Text section -
** Begin **
# Strangle an inspector or a taper?



## thom (Nov 3, 2006)

So they finished hanging the house late Friday (6:00) and I called for 5/8 screwing inspection (garage) for Monday AM. Tapers work Saturday, I tell them don't do the garage. They do the walls (one coat) not the ceiling. Tapers work Sunday, I tell the don't do any more in the garage, come back a few hours later and one coat is on the ceiling. I tell them, no more in the garage. Open the house Monday morning, second coat on walls and ceiling in garage, inspector shows and leaves a correction notice. Remove all mud from screws in garage, pay $50 reinspection fee, then call for reinspection.

You can see the dark spots where the screws are except for the taped joints. You can see that the screws are properly spaced. 

AARGH.


----------



## Joasis (Mar 28, 2006)

Another classy inspector giving you a demonstration of who will call the shots....about right. I probably wouldn't use your tapers again if they cannot follow instructions...better yet, make them pay the $50 and clear the mud for free.


----------



## AtlanticWBConst (Mar 29, 2006)

joasis said:


> Another classy inspector giving you a demonstration of who will call the shots....about right. I probably wouldn't use your tapers again if they cannot follow instructions...better yet, make them pay the $50 and clear the mud for free.
** End **
Entries -
** Begin **
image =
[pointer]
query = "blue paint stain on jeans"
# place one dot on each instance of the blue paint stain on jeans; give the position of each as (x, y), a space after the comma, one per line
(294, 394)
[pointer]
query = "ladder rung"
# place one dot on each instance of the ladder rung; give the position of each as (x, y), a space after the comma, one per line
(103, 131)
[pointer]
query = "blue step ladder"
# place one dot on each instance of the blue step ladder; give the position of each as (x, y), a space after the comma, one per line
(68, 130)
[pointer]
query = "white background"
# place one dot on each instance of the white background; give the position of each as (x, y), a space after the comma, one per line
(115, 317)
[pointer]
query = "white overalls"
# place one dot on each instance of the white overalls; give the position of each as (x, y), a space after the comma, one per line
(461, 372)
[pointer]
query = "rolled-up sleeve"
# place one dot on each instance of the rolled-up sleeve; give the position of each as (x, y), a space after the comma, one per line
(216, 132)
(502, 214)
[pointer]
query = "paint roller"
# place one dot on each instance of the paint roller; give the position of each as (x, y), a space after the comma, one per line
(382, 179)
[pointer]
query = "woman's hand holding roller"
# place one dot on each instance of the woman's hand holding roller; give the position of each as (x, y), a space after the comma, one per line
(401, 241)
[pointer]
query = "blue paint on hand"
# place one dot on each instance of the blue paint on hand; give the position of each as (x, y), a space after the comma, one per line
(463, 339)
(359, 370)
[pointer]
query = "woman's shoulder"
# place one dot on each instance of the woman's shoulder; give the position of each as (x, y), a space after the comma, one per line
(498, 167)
** End **
Tasks -
**A.** In the forum thread about the garage drywall inspection above, what are the answers to these questions?
(i) At what time on Friday did they finish hanging the house?
(ii) What fee must be paid before calling for reinspection?
(iii) According to Joasis, who should pay that fee and clear the mud for free?
**B.** Can you pick up the forum thread about the garage drywall inspection above and continue it from its last sentence?

Expected outputs -
**A.**
(i) 6:00
(ii) $50
(iii) The tapers

**B.**
Yep, those tapers are responsible. 

Take the costs out of that last check...


----------



## skyhook (Mar 17, 2007)

Crap. I'll be watching to see how this turns out.


----------



## mahlere (Aug 6, 2006)

quick question....was there more to tape than the garage?

why were they brought in before all the rock was ready for them? they just were trying to avoid 2 extra trips for the garage...was there supposed to be extra money for them to make the extra trips?


----------



## thom (Nov 3, 2006)

mahlere said:


> quick question....was there more to tape than the garage?


It's a local inspection thing. When we were using the UBC we were required 5/8 in the garage and under the stairs. The city required a nailing inspection on the 5/8 only. When we switched to the IRC the 5/8 requirement disappeared for a few months, then there was a local amendment requiring 5/8 in the garage if there was living space on the other side. We then went back to the inspection for 5/8 nailing. So, they only inspect the garage, and only the ceiling, and only if there is living space above it.

Under UBC if we used framing at 24" centers we had to strap the ceiling to 16" centers because that was the requirement for 5/8 drywall. They dropped that requirement (16" centers) but require 1-5/8 screws at 6" centers.

This inspector is a pain in the ass. He's the same one who told me that I needed another light switch at the stair landing because the 2006 IBC requires it. I reminded that our jurisdiction has not yet adopted the 2006 IBC. He's new here and want's to show off I think.


----------



## mahlere (Aug 6, 2006)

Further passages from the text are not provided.